Direction 1: Rewrite the paragraph of the sermon text that begins "It is the oldest, as it is the newest" more briefly, keeping its main facts.
:: Source text ::
The Transient and the Real in Life.

JOB Xii. 22.

"He discovereth deep things out of darkness; and bringeth out to light the shadow of Death."

It is the oldest, as it is the newest, reproach of the Cynic against the devout, that they construe the universe by themselves; attribute it to a Will like their own; tracing in it imaginary vestiges of a Moral plan, and expecting from it the fulfilment of their brilliant but arbitrary dreams. Instead of humbly sitting at the feet of Nature, copying her order into the mind, and shaping all desire and belief into the form of her usages and laws, they turn out their own inward life into the spaces of the world, and impose their longings and admirations on the courses and issues of Time. With childish self-exaggeration, it is said, we fancy creation governed like a great human life,—peopled with motives, preferences, and affections, parallel to ours, its light and heat, its winds and tides, its seasons and its skies, administered by choice of good

or ill, transparent with the flush of an infinite love, or suffused with the shadow of an infinite displeasure. We set at the helm of things a glorified humanity; and that is our God. We think away from society the cries of wrong and the elements of sin, leaving only what is calm and holy; and that is our Kingdom of Heaven. We picture to ourselves youth that never wastes, thought that never tires, and friendship without the last adieu; and that is our Immortality. Religion, we are assured, is thus born of Misery: it is the soul's protest against disappointment and refusal to accept it; the Pity which our nature takes upon its own infirmities; and is secured only on the pathos of the human heart.
:::
:: Exercise materials ::
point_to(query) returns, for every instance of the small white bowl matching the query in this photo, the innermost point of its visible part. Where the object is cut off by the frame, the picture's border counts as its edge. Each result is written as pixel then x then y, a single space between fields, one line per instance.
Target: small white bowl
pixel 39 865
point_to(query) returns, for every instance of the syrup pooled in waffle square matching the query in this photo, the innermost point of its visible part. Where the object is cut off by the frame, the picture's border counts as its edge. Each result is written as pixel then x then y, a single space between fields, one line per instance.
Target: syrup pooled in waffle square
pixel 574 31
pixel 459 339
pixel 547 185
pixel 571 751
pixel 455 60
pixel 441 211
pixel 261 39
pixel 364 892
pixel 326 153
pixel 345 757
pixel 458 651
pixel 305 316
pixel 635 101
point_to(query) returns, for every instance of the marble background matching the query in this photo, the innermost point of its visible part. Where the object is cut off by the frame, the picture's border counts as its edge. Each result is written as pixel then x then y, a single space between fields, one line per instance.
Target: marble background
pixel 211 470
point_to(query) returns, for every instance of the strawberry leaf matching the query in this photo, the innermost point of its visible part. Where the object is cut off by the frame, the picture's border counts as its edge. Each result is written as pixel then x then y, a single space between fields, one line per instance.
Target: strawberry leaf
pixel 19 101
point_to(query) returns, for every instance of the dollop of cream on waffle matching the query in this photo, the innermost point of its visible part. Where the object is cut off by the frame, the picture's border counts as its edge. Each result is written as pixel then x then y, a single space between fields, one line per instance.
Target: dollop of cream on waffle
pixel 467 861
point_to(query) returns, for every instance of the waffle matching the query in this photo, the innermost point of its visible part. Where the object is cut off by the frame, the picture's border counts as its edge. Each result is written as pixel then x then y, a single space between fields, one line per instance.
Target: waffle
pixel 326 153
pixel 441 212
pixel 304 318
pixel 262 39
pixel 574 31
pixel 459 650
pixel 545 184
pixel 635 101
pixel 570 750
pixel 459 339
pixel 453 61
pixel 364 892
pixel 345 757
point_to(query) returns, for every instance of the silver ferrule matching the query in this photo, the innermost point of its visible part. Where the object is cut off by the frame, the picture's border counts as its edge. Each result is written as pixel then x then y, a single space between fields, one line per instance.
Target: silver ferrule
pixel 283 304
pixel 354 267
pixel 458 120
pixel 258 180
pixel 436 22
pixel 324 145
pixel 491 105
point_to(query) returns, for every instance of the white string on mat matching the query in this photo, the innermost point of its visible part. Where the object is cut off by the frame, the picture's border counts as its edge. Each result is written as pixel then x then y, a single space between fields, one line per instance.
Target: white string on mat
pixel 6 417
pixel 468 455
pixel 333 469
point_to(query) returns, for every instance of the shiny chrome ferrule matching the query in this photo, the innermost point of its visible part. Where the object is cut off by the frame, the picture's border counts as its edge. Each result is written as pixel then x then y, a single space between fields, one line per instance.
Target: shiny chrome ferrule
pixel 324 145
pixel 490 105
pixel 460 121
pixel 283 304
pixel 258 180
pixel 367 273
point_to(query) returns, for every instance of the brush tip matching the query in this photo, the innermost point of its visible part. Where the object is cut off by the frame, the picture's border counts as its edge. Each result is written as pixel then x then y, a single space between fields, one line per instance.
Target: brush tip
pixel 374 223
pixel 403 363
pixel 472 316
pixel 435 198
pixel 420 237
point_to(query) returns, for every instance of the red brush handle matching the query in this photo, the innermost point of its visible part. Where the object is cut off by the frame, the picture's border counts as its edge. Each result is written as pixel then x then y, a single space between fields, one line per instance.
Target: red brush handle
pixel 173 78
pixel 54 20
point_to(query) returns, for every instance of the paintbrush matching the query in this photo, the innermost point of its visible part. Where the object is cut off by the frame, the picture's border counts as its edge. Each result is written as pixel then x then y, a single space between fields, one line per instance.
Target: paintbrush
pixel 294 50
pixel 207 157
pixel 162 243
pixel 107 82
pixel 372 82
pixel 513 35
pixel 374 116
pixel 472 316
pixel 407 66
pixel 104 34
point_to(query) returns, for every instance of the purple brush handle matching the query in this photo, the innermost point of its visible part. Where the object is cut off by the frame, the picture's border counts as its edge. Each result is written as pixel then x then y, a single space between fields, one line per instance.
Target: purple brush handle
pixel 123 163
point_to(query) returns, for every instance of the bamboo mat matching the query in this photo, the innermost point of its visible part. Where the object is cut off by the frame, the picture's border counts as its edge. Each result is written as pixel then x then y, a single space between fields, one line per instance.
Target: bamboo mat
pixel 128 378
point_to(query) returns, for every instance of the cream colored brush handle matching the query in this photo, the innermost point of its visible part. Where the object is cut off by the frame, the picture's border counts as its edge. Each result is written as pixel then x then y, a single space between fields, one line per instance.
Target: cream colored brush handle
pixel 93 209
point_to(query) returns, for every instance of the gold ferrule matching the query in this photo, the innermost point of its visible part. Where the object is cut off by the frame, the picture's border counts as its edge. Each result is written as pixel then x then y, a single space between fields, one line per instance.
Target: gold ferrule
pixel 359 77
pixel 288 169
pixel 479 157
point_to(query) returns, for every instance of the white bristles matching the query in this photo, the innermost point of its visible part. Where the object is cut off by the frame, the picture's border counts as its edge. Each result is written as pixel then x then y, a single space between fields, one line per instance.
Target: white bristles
:::
Direction 2: Retype the lines of the listing starting with the line that contains "point_to(query) returns, for every instance of the strawberry" and going on through the line that contains "pixel 467 861".

Response 1: The Cynic's oldest and newest reproach against the devout is that they read the universe through themselves. They credit it to a Will like their own, see a Moral plan in it, and expect it to fulfill their dreams. They do not humbly learn Nature's order and shape their beliefs to her laws. Instead, they project their inner life onto the world and impose their longings on Time. According to this charge, we childishly picture creation as run like a human life, full of motives and affections. In this picture, light, seasons, and skies are dispensed by a choice of good or ill, reflecting infinite love or infinite displeasure. A glorified humanity at the helm becomes our God. Society with wrong and sin removed becomes our Kingdom of Heaven. Unfading youth, tireless thought, and friendship without parting become our Immortality. Religion is therefore said to be born of Misery: the soul's protest against disappointment, its pity for its own weaknesses, resting only on the pathos of the human heart.

Response 2:
point_to(query) returns, for every instance of the strawberry leaf matching the query in this photo, the innermost point of its visible part. Where the object is cut off by the frame, the picture's border counts as its edge. Each result is written as pixel then x then y, a single space between fields, one line per instance.
Target: strawberry leaf
pixel 19 101
point_to(query) returns, for every instance of the dollop of cream on waffle matching the query in this photo, the innermost point of its visible part. Where the object is cut off by the frame, the picture's border counts as its edge. Each result is written as pixel then x then y, a single space between fields, one line per instance.
Target: dollop of cream on waffle
pixel 467 861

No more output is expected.